▶ **文本摘录**:
--*--

一、核心关注点

因为flume版本不同，source、channel和sink的接口都是不一样的，所以需要使用对应版本的接口。
本文以flume1.6.0为例，参考http://archive.cloudera.com/cdh5/cdh/5/flume-ng-1.6.0-cdh5.7.0/FlumeUserGuide.html

二、source

1.avro source

（1）功能
侦听Avro端口并从外部Avro客户端流接收事件。适用于：分层的数据收集。
（2）必须配置的参数

Property Name	Default	Description
channels	–
type	–	The component type name, needs to be avro
bind	–	hostname or IP address to listen on
port	–	Port # to bind to

（3）实例

a1.sources = r1
a1.channels = c1
a1.sources.r1.type = avro
a1.sources.r1.channels = c1
a1.sources.r1.bind = 0.0.0.0
a1.sources.r1.port = 4141

2.exec source

（1）功能
监控文件。适用场景：监控日志
（2）必须配置的参数

Property Name	Default	Description
channels	–
type	–	The component type name, needs to be exec
command	–	The command to execute

（3）实例

a1.sources = r1
a1.channels = c1
a1.sources.r1.type = exec
a1.sources.r1.command = tail -F /var/log/secure
a1.sources.r1.channels = c1

3.Spooling Directory Source

（1）功能
监控某一个文件目录。

--*--

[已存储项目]
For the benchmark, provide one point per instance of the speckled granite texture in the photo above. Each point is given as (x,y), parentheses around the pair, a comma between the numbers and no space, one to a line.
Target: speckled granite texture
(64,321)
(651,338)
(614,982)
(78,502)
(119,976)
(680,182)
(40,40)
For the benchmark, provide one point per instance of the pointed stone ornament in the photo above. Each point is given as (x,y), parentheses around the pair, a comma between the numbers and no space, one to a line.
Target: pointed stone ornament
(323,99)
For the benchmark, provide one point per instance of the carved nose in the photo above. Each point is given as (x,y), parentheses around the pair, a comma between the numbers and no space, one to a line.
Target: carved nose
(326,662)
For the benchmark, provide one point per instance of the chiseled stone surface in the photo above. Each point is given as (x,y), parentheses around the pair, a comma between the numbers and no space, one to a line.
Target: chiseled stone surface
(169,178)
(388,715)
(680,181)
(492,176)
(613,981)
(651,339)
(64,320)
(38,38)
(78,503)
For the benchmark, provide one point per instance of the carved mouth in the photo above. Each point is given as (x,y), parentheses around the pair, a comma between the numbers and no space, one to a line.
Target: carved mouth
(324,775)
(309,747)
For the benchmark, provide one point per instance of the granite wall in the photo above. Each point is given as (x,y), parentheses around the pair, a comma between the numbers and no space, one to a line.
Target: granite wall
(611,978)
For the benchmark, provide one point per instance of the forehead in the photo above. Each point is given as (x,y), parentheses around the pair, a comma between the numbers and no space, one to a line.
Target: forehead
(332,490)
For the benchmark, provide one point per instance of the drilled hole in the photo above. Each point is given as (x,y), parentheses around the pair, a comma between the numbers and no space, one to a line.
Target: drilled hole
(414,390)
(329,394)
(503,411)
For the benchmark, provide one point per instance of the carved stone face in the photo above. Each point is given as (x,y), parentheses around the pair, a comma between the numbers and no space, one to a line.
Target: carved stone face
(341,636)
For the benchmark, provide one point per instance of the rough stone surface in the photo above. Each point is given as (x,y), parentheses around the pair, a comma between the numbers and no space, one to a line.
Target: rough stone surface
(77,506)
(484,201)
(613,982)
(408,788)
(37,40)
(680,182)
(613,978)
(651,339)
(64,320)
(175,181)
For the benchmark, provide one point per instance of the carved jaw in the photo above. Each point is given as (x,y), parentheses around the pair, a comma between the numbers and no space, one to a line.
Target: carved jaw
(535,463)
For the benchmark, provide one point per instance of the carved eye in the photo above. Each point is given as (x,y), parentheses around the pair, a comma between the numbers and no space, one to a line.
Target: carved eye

--*--

▶ **任务说明**: 将上面那篇介绍Flume source配置的文本一字不差地完整抄写一遍。

▶ **参考答案**:
一、核心关注点

因为flume版本不同，source、channel和sink的接口都是不一样的，所以需要使用对应版本的接口。
本文以flume1.6.0为例，参考http://archive.cloudera.com/cdh5/cdh/5/flume-ng-1.6.0-cdh5.7.0/FlumeUserGuide.html

二、source

1.avro source

（1）功能
侦听Avro端口并从外部Avro客户端流接收事件。适用于：分层的数据收集。
（2）必须配置的参数

Property Name	Default	Description
channels	–
type	–	The component type name, needs to be avro
bind	–	hostname or IP address to listen on
port	–	Port # to bind to

（3）实例

a1.sources = r1
a1.channels = c1
a1.sources.r1.type = avro
a1.sources.r1.channels = c1
a1.sources.r1.bind = 0.0.0.0
a1.sources.r1.port = 4141

2.exec source

（1）功能
监控文件。适用场景：监控日志
（2）必须配置的参数

Property Name	Default	Description
channels	–
type	–	The component type name, needs to be exec
command	–	The command to execute

（3）实例

a1.sources = r1
a1.channels = c1
a1.sources.r1.type = exec
a1.sources.r1.command = tail -F /var/log/secure
a1.sources.r1.channels = c1

3.Spooling Directory Source

（1）功能
监控某一个文件目录。